Your task -> Every record is to be printed exactly as written, and any picture in it is skipped.

Extracted data entries
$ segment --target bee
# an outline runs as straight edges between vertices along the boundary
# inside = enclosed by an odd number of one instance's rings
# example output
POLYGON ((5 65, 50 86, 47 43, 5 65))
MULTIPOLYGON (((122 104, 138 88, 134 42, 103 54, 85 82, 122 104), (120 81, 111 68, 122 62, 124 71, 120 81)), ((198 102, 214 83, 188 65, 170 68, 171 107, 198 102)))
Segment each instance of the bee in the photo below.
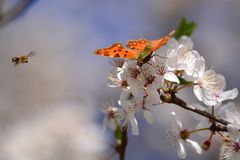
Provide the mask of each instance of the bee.
POLYGON ((24 55, 24 56, 17 56, 17 57, 13 57, 12 58, 12 63, 17 66, 18 64, 22 63, 28 63, 29 58, 36 55, 35 52, 30 52, 28 55, 24 55))

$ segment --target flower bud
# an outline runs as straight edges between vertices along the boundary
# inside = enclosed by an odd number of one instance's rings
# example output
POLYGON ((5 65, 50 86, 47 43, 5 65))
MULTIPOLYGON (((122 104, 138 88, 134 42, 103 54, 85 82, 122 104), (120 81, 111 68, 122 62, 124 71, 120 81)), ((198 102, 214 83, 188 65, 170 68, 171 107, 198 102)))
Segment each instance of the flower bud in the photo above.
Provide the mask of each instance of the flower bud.
POLYGON ((208 151, 208 149, 211 146, 211 141, 210 140, 206 140, 203 144, 202 144, 202 149, 205 151, 208 151))
POLYGON ((166 93, 163 95, 163 100, 166 101, 166 102, 170 102, 172 99, 172 96, 170 93, 166 93))

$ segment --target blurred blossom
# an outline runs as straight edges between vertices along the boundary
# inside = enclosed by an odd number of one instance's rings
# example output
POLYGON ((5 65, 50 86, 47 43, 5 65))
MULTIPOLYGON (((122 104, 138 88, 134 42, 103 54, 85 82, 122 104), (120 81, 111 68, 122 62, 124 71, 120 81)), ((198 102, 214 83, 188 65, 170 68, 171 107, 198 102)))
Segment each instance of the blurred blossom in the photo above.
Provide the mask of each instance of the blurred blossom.
POLYGON ((2 155, 7 160, 98 159, 105 148, 101 129, 77 107, 61 104, 18 123, 6 133, 2 155))

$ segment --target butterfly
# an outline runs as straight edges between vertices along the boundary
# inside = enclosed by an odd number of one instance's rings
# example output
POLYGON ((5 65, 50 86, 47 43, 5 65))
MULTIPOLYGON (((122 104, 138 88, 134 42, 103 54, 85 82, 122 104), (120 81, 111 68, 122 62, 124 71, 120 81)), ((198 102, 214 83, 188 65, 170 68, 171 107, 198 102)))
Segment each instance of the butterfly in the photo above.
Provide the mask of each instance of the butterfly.
POLYGON ((129 40, 127 43, 127 49, 124 48, 121 43, 115 43, 108 48, 97 49, 95 53, 101 56, 143 61, 154 51, 165 45, 174 33, 175 31, 172 31, 165 37, 157 40, 129 40))

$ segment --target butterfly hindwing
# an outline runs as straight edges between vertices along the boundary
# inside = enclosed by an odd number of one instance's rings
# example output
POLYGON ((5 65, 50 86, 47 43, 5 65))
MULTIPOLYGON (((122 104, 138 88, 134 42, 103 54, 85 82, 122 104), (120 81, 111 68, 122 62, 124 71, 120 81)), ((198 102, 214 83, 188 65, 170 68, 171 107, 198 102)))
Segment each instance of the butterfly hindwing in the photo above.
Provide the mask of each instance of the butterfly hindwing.
POLYGON ((122 44, 115 43, 109 48, 102 48, 95 51, 96 54, 108 57, 119 57, 119 58, 127 58, 127 59, 136 59, 138 57, 138 53, 125 49, 122 44))

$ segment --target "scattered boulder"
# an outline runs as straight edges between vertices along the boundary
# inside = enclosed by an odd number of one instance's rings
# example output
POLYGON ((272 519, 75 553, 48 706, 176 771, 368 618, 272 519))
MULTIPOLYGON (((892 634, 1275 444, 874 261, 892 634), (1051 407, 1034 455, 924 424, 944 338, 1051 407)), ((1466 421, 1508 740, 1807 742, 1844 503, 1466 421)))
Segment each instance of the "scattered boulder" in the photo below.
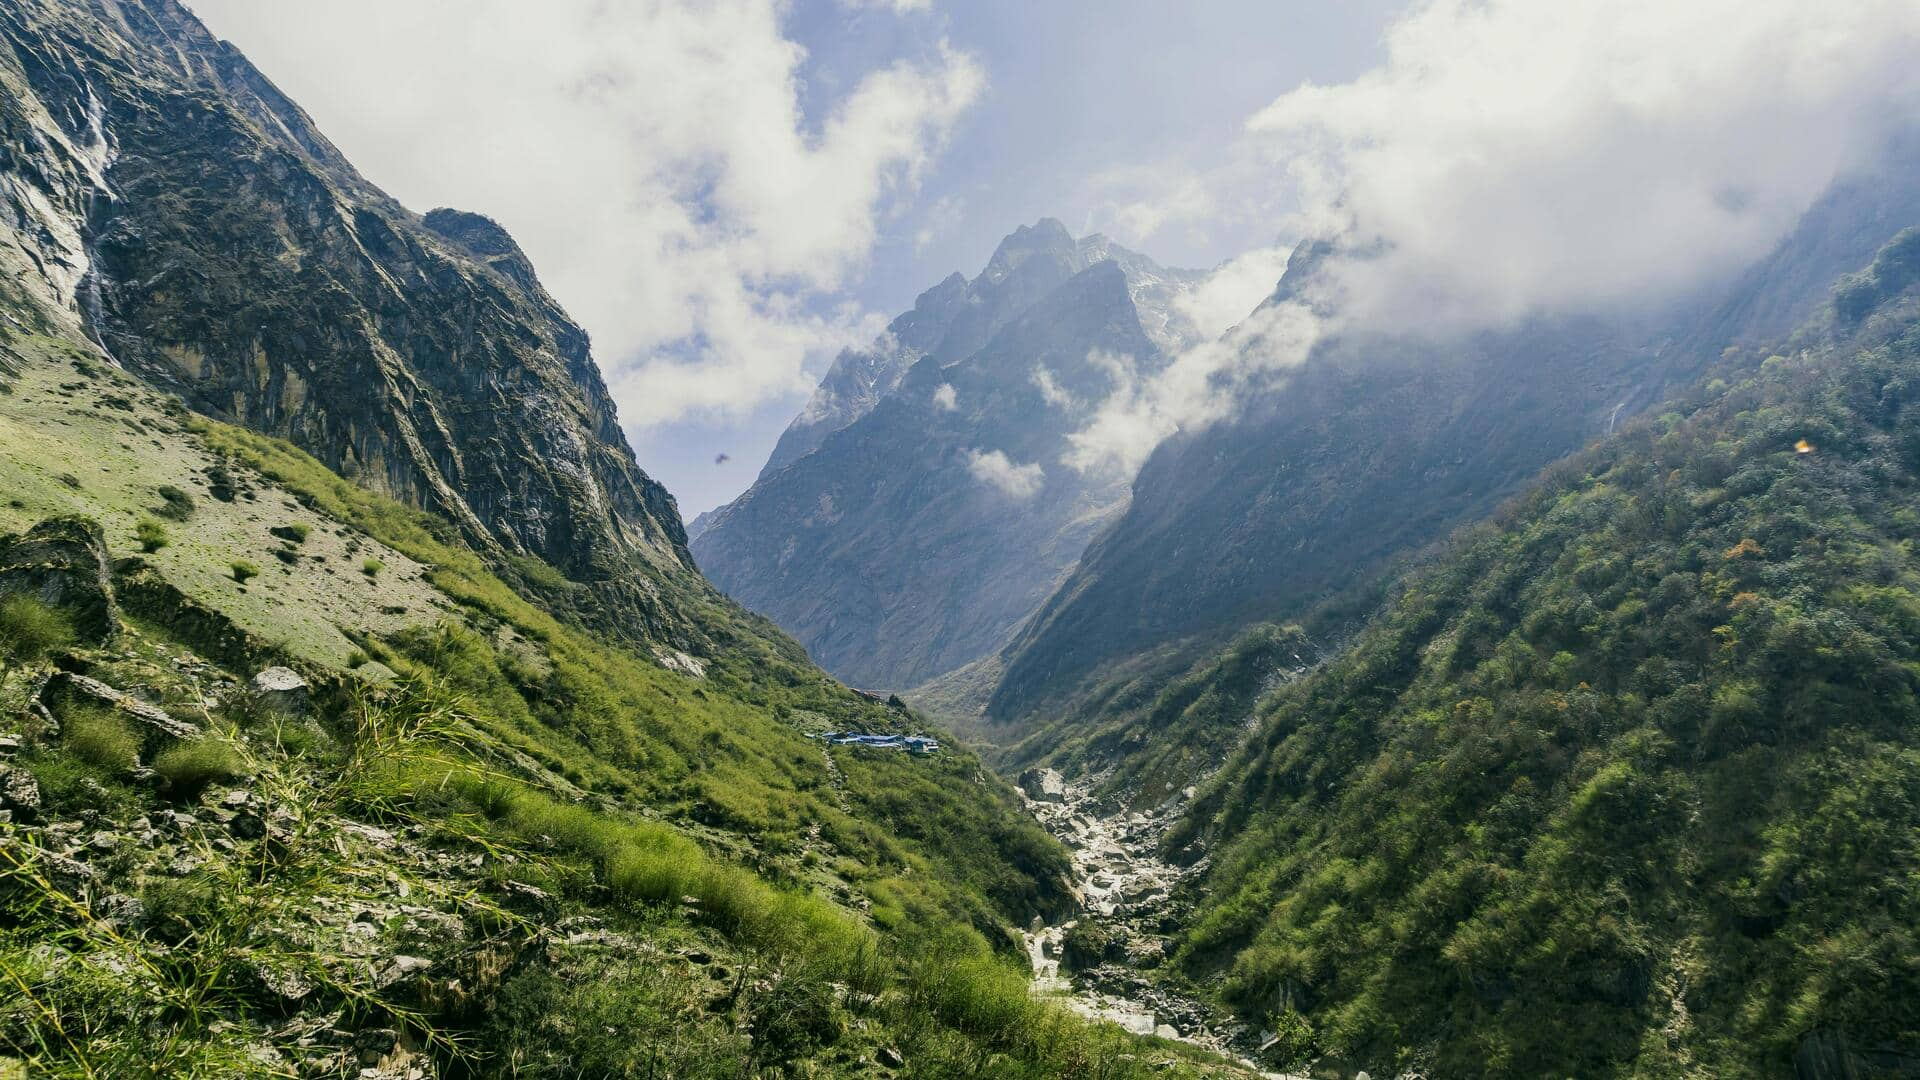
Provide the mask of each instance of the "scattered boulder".
POLYGON ((315 989, 306 973, 291 964, 263 960, 254 967, 253 974, 268 993, 287 1005, 299 1004, 315 989))
POLYGON ((1034 802, 1062 803, 1067 801, 1067 781, 1053 769, 1032 768, 1020 774, 1020 790, 1034 802))
POLYGON ((12 812, 9 820, 32 821, 40 813, 40 781, 25 769, 0 769, 0 808, 12 812))
POLYGON ((1068 927, 1060 939, 1060 966, 1067 971, 1086 971, 1124 955, 1124 940, 1088 919, 1068 927))
POLYGON ((119 628, 107 540, 92 518, 48 518, 24 535, 0 537, 0 596, 31 596, 58 610, 82 641, 119 628))
POLYGON ((288 716, 307 711, 312 688, 301 674, 289 667, 270 667, 253 677, 253 699, 268 709, 288 716))
POLYGON ((405 982, 415 975, 425 972, 432 966, 433 961, 425 957, 395 956, 387 961, 386 967, 380 969, 380 974, 374 976, 373 985, 378 989, 385 990, 396 983, 405 982))
POLYGON ((101 922, 121 931, 135 929, 147 918, 147 905, 125 893, 107 895, 93 905, 93 910, 101 922))
POLYGON ((891 1046, 881 1047, 880 1052, 873 1056, 880 1064, 885 1065, 889 1069, 902 1068, 907 1063, 907 1059, 900 1055, 900 1051, 895 1050, 891 1046))

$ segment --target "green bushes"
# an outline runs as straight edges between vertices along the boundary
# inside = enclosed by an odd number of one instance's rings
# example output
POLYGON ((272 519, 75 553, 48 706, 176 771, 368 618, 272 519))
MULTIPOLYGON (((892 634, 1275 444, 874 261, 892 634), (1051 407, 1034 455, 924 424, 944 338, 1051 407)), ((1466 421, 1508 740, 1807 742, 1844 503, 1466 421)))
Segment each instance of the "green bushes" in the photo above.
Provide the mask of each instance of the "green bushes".
POLYGON ((379 577, 380 571, 385 570, 386 568, 387 568, 387 564, 381 562, 379 559, 368 559, 366 562, 363 562, 360 564, 360 572, 367 575, 369 578, 379 577))
POLYGON ((133 539, 135 543, 140 545, 140 550, 148 555, 159 551, 169 543, 167 539, 167 527, 151 518, 143 520, 140 524, 133 527, 133 539))
POLYGON ((245 559, 234 560, 227 564, 227 569, 233 574, 233 580, 242 585, 260 576, 260 568, 245 559))
POLYGON ((1727 374, 1402 582, 1176 828, 1177 963, 1291 1052, 1772 1075, 1920 1031, 1920 333, 1727 374))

Answer section ->
$ segment --target bee
# an outline runs as straight edges between vertices along the boundary
# inside = enclosed by an odd number of one instance's rings
# example output
POLYGON ((5 65, 50 86, 47 43, 5 65))
MULTIPOLYGON (((122 104, 138 88, 134 42, 103 54, 85 82, 122 104), (120 81, 111 68, 122 62, 124 71, 120 81)), ((198 102, 214 83, 188 65, 170 68, 171 107, 198 102)))
Segment each instance of the bee in the photo below.
Provide the mask of each instance of the bee.
POLYGON ((24 55, 24 56, 17 56, 17 57, 13 57, 12 58, 12 63, 17 66, 18 64, 22 63, 28 63, 29 58, 36 55, 35 52, 30 52, 28 55, 24 55))

$ segment --target flower bud
# an outline runs as straight edges between vertices along the boundary
# inside = enclosed by an odd number of one instance's rings
# example output
POLYGON ((5 65, 50 86, 47 43, 5 65))
MULTIPOLYGON (((122 104, 138 88, 134 42, 103 54, 85 82, 122 104), (120 81, 111 68, 122 62, 124 71, 120 81)), ((198 102, 214 83, 188 65, 170 68, 171 107, 198 102)))
Segment each instance of the flower bud in the photo above.
Provide the mask of each instance of the flower bud.
POLYGON ((208 151, 208 149, 211 146, 211 141, 210 140, 206 140, 203 144, 202 144, 202 149, 205 151, 208 151))
POLYGON ((166 93, 163 95, 163 100, 166 101, 166 102, 170 102, 172 99, 172 96, 170 93, 166 93))

$ segment --target blurred blossom
# an outline runs as straight edges between vertices along the boundary
# inside = enclosed by an odd number of one instance's rings
# example output
POLYGON ((5 65, 50 86, 47 43, 5 65))
MULTIPOLYGON (((122 104, 138 88, 134 42, 103 54, 85 82, 122 104), (120 81, 111 68, 122 62, 124 71, 120 81)), ((198 102, 214 83, 188 65, 170 68, 171 107, 198 102)))
Segment each instance of the blurred blossom in the photo above.
Provide the mask of each instance of the blurred blossom.
POLYGON ((2 155, 7 160, 98 159, 105 148, 101 129, 77 107, 61 104, 18 123, 6 133, 2 155))

$ segment --target butterfly
# an outline runs as straight edges between vertices along the boundary
# inside = enclosed by an odd number of one instance's rings
# example output
POLYGON ((5 65, 50 86, 47 43, 5 65))
MULTIPOLYGON (((122 104, 138 88, 134 42, 103 54, 85 82, 122 104), (120 81, 111 68, 122 62, 124 71, 120 81)), ((198 102, 214 83, 188 65, 170 68, 171 107, 198 102)))
Segment each instance of the butterfly in the photo above.
Provide the mask of each instance of the butterfly.
POLYGON ((129 40, 127 43, 127 49, 124 48, 121 43, 115 43, 108 48, 97 49, 95 53, 101 56, 143 61, 154 51, 165 45, 174 33, 175 31, 172 31, 165 37, 157 40, 129 40))

$ segment --target butterfly hindwing
# an outline runs as straight edges between vertices along the boundary
# inside = enclosed by an odd number of one instance's rings
# example output
POLYGON ((5 65, 50 86, 47 43, 5 65))
MULTIPOLYGON (((122 104, 138 88, 134 42, 103 54, 85 82, 122 104), (120 81, 111 68, 122 62, 124 71, 120 81)), ((198 102, 214 83, 188 65, 170 68, 171 107, 198 102)))
Segment each instance of the butterfly hindwing in the photo above.
Provide the mask of each instance of the butterfly hindwing.
POLYGON ((122 44, 115 43, 109 48, 102 48, 95 51, 96 54, 108 57, 119 57, 119 58, 127 58, 127 59, 136 59, 138 57, 138 53, 125 49, 122 44))

$ segment --target "scattered boulder"
# an outline runs as straight edges between vertices along the boundary
# inside = enclosed by an odd number of one instance's rings
# example output
POLYGON ((272 519, 75 553, 48 706, 176 771, 368 618, 272 519))
MULTIPOLYGON (((892 634, 1275 444, 874 261, 892 634), (1051 407, 1034 455, 924 424, 944 338, 1051 407)), ((1466 421, 1508 740, 1807 742, 1844 503, 1466 421)))
Segment each instance of the "scattered boulder" in the photo below.
Provide the mask of each instance of the "scattered boulder".
POLYGON ((315 989, 306 973, 291 964, 263 960, 254 967, 253 974, 268 993, 287 1005, 299 1004, 315 989))
POLYGON ((1034 802, 1062 803, 1067 801, 1067 781, 1053 769, 1032 768, 1020 774, 1020 790, 1034 802))
POLYGON ((12 812, 9 820, 32 821, 40 813, 40 781, 25 769, 0 769, 0 808, 12 812))
POLYGON ((1068 927, 1060 939, 1060 966, 1067 971, 1086 971, 1124 955, 1124 940, 1088 919, 1068 927))
POLYGON ((119 628, 107 540, 92 518, 48 518, 24 535, 0 537, 0 596, 31 596, 58 610, 82 641, 119 628))
POLYGON ((288 716, 307 711, 312 688, 301 674, 289 667, 270 667, 253 677, 253 699, 268 709, 288 716))
POLYGON ((405 982, 415 975, 425 972, 432 966, 433 961, 425 957, 395 956, 387 961, 386 967, 380 969, 380 974, 374 976, 373 985, 378 989, 385 990, 396 983, 405 982))
POLYGON ((101 922, 121 931, 135 929, 147 918, 147 905, 125 893, 107 895, 93 905, 93 910, 101 922))
POLYGON ((891 1046, 881 1047, 880 1052, 873 1056, 880 1064, 885 1065, 889 1069, 902 1068, 907 1063, 907 1059, 900 1055, 900 1051, 895 1050, 891 1046))

$ segment --target "green bushes"
# an outline runs as straight edges between vertices along the boundary
# inside = enclosed by an odd number of one instance's rings
# example output
POLYGON ((272 519, 75 553, 48 706, 176 771, 368 618, 272 519))
MULTIPOLYGON (((892 634, 1275 444, 874 261, 892 634), (1051 407, 1034 455, 924 424, 944 338, 1051 407)), ((1466 421, 1508 740, 1807 742, 1844 503, 1466 421)))
Segment each instance of the "green bushes" in the photo above.
Provide the mask of each instance of the "green bushes".
POLYGON ((379 577, 380 571, 385 570, 386 568, 387 568, 387 564, 381 562, 379 559, 368 559, 366 562, 363 562, 360 564, 360 572, 367 575, 369 578, 379 577))
POLYGON ((133 539, 135 543, 140 545, 140 550, 148 555, 159 551, 169 543, 167 539, 167 527, 151 518, 143 520, 140 524, 133 527, 133 539))
POLYGON ((245 559, 234 560, 227 564, 227 569, 233 574, 233 580, 242 585, 260 576, 260 568, 245 559))
POLYGON ((1727 374, 1402 582, 1176 828, 1177 963, 1291 1052, 1772 1075, 1920 1031, 1920 333, 1727 374))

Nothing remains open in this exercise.